◆ **WORK REQUIRED**
Going through the records that follow, please count the lines with "shirt" in them and give only the count.

******

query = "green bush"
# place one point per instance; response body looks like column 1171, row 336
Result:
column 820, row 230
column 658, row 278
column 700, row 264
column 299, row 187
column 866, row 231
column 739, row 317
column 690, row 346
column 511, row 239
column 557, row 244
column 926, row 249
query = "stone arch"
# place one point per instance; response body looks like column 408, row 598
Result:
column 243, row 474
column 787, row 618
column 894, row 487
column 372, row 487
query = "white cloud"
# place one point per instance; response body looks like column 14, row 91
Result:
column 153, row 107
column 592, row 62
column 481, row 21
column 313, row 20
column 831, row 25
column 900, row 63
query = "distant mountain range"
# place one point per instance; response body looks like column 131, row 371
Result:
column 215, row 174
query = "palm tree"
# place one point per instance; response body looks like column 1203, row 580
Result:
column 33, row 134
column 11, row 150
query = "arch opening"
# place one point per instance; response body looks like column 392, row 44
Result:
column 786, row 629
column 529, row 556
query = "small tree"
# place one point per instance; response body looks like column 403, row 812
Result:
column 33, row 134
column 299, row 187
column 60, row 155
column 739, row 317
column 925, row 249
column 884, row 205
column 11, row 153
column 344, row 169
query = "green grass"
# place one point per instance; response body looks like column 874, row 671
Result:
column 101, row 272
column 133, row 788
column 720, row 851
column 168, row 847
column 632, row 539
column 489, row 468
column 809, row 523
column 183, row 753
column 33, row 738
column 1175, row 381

******

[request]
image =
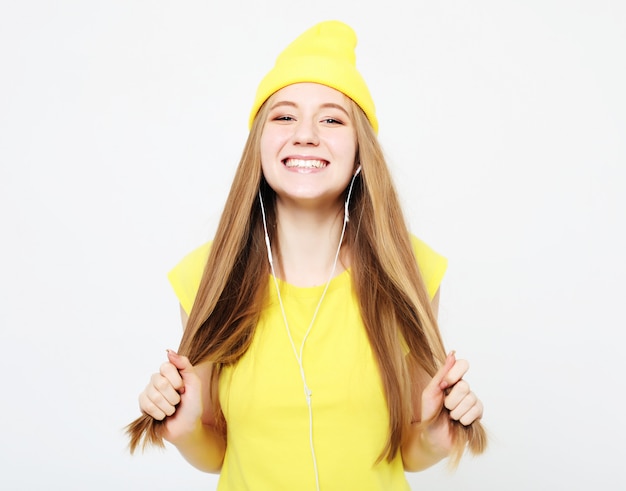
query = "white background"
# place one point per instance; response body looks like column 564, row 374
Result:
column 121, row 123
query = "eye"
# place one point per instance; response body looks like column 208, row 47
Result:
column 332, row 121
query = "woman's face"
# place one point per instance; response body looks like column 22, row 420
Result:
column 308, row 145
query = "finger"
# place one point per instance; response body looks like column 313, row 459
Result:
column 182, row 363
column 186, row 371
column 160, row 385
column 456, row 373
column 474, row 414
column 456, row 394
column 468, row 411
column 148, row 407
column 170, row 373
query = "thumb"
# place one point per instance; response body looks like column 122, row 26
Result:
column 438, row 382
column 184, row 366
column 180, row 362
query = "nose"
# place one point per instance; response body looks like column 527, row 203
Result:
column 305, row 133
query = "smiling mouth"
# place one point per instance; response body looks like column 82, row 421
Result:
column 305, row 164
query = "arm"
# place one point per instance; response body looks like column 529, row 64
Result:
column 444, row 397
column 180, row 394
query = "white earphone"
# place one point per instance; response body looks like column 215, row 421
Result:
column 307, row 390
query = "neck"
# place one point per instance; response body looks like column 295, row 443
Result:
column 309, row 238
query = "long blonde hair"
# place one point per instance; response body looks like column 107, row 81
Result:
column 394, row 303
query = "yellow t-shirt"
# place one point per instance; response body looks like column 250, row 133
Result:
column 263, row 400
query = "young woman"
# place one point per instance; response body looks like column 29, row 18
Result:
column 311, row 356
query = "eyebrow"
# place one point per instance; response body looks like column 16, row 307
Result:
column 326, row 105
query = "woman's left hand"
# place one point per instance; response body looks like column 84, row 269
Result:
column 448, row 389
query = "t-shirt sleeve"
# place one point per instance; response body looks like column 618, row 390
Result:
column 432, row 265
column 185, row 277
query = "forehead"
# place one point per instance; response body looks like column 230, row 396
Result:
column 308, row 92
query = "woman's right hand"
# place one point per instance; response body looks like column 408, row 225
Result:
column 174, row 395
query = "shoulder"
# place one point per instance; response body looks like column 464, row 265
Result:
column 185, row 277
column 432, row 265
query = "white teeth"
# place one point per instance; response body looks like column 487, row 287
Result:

******

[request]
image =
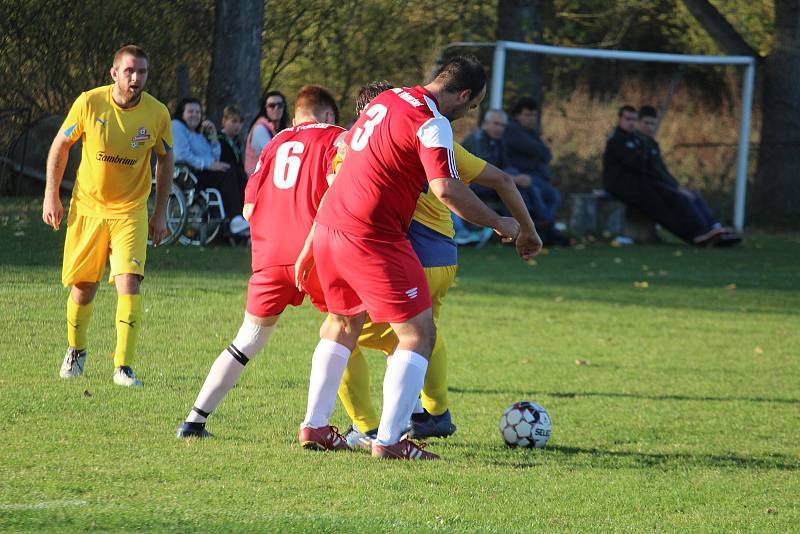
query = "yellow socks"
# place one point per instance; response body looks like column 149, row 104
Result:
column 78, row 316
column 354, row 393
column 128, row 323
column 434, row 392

******

◆ **EXERCISE ANSWER**
2